***** Records provided *****
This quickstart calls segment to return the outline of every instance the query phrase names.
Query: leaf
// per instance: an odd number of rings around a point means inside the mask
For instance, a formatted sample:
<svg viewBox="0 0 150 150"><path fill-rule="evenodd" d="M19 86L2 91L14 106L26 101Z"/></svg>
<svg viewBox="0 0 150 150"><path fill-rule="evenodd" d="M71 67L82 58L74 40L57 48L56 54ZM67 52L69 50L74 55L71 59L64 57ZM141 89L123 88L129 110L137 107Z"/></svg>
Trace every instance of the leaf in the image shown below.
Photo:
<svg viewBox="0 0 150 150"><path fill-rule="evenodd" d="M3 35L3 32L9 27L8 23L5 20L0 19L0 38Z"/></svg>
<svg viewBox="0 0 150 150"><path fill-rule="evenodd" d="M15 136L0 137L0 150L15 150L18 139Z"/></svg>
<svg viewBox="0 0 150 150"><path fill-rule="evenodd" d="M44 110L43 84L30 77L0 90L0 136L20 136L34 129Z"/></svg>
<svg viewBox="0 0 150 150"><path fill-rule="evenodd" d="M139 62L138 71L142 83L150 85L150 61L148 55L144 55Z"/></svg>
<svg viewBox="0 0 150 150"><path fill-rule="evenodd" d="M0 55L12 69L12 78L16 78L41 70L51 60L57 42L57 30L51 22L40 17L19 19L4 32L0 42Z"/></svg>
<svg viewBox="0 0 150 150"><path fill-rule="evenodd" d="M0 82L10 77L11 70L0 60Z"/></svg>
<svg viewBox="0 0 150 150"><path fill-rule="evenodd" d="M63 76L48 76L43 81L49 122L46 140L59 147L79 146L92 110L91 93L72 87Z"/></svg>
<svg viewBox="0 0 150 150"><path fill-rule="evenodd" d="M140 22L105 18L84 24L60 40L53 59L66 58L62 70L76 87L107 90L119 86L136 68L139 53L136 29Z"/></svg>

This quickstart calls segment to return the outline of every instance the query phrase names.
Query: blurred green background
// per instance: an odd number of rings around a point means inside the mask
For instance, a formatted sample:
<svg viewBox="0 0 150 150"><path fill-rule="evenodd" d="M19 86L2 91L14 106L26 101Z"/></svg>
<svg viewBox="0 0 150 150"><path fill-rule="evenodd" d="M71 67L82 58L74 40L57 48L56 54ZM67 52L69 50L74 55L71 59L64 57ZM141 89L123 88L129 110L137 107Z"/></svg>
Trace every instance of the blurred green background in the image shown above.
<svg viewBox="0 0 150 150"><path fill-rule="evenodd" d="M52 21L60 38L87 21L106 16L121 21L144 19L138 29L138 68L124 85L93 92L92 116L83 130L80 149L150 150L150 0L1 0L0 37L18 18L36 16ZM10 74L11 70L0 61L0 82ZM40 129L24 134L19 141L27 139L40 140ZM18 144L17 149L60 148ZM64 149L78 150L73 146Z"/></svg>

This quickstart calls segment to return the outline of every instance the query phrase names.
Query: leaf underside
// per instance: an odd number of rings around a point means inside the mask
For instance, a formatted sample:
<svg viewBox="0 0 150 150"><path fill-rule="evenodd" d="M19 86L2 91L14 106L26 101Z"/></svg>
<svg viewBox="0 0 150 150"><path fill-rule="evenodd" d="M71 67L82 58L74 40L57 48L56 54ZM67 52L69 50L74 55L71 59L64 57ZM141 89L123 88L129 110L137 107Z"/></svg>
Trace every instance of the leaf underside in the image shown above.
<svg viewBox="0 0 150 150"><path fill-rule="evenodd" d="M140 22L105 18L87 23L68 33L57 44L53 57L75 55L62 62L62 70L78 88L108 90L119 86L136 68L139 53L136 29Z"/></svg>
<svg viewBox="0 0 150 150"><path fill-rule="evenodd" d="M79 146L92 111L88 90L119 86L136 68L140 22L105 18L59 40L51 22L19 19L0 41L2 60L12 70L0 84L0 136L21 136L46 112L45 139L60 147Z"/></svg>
*****
• **To do**: Render every line of the entries above as a numbered list, leaving out the blank lines.

• **Full answer**:
1. This quickstart calls segment to return the outline of every instance the query phrase names.
2. Query: leaf
3. // per instance: an odd number of rings around a point means inside the mask
4. For instance, a formatted sample:
5. <svg viewBox="0 0 150 150"><path fill-rule="evenodd" d="M19 86L2 91L14 106L26 101Z"/></svg>
6. <svg viewBox="0 0 150 150"><path fill-rule="evenodd" d="M71 67L82 58L74 40L57 48L56 54ZM67 52L69 50L74 55L71 59L64 57ZM141 89L123 88L129 110L137 107Z"/></svg>
7. Trace every instance of the leaf in the image shown below.
8. Photo:
9. <svg viewBox="0 0 150 150"><path fill-rule="evenodd" d="M3 35L3 32L9 27L8 23L5 20L0 19L0 38Z"/></svg>
10. <svg viewBox="0 0 150 150"><path fill-rule="evenodd" d="M15 136L0 137L0 150L15 150L18 139Z"/></svg>
11. <svg viewBox="0 0 150 150"><path fill-rule="evenodd" d="M44 110L43 84L30 77L0 90L0 136L20 136L34 129Z"/></svg>
12. <svg viewBox="0 0 150 150"><path fill-rule="evenodd" d="M139 62L138 71L142 83L150 85L150 61L148 55L144 55Z"/></svg>
13. <svg viewBox="0 0 150 150"><path fill-rule="evenodd" d="M0 55L12 69L12 78L16 78L41 70L51 60L57 42L57 30L51 22L40 17L19 19L4 32L0 42Z"/></svg>
14. <svg viewBox="0 0 150 150"><path fill-rule="evenodd" d="M0 82L10 77L11 70L0 60Z"/></svg>
15. <svg viewBox="0 0 150 150"><path fill-rule="evenodd" d="M63 76L48 76L43 81L49 122L46 140L59 147L79 146L92 110L91 93L72 87Z"/></svg>
16. <svg viewBox="0 0 150 150"><path fill-rule="evenodd" d="M140 22L105 18L84 24L60 40L53 59L66 58L62 70L76 87L107 90L119 86L136 68L139 53L136 29Z"/></svg>
17. This quickstart calls segment to return the outline of every instance the query phrase names.
18. Query: blurred green background
19. // per instance: an odd number of rings around a point means inside the mask
20. For instance, a formatted sample:
21. <svg viewBox="0 0 150 150"><path fill-rule="evenodd" d="M19 86L2 91L14 106L26 101Z"/></svg>
22. <svg viewBox="0 0 150 150"><path fill-rule="evenodd" d="M71 67L82 58L74 40L57 48L56 54ZM67 52L69 50L74 55L71 59L64 57ZM141 89L123 88L129 110L137 107Z"/></svg>
23. Trace every instance of the blurred green background in the image shown above.
24. <svg viewBox="0 0 150 150"><path fill-rule="evenodd" d="M52 21L60 38L87 21L106 16L121 21L144 19L138 29L138 68L124 85L93 92L92 116L83 130L80 149L150 150L150 0L1 0L0 37L18 18L36 16ZM10 74L11 70L0 61L0 82ZM40 129L24 134L19 141L27 139L40 140ZM18 144L17 149L60 148ZM64 149L78 150L73 146Z"/></svg>
25. This quickstart calls segment to return the outline of every instance the query phrase names.
26. Query: leaf underside
27. // per instance: an odd number of rings around a point means inside the mask
28. For instance, a formatted sample:
29. <svg viewBox="0 0 150 150"><path fill-rule="evenodd" d="M19 86L2 91L14 106L26 101Z"/></svg>
30. <svg viewBox="0 0 150 150"><path fill-rule="evenodd" d="M71 67L82 58L74 40L57 48L56 54ZM67 52L69 50L74 55L71 59L64 57ZM141 89L123 88L129 110L137 107Z"/></svg>
31. Trace every instance of the leaf underside in the image shown above.
32. <svg viewBox="0 0 150 150"><path fill-rule="evenodd" d="M140 22L105 18L87 23L68 33L57 44L53 57L75 55L62 62L62 70L78 88L108 90L119 86L136 68L139 53L136 29Z"/></svg>
33. <svg viewBox="0 0 150 150"><path fill-rule="evenodd" d="M79 146L92 111L88 90L119 86L136 68L140 22L105 18L59 40L51 22L19 19L0 41L2 60L12 70L0 84L0 136L21 136L46 112L45 139L60 147Z"/></svg>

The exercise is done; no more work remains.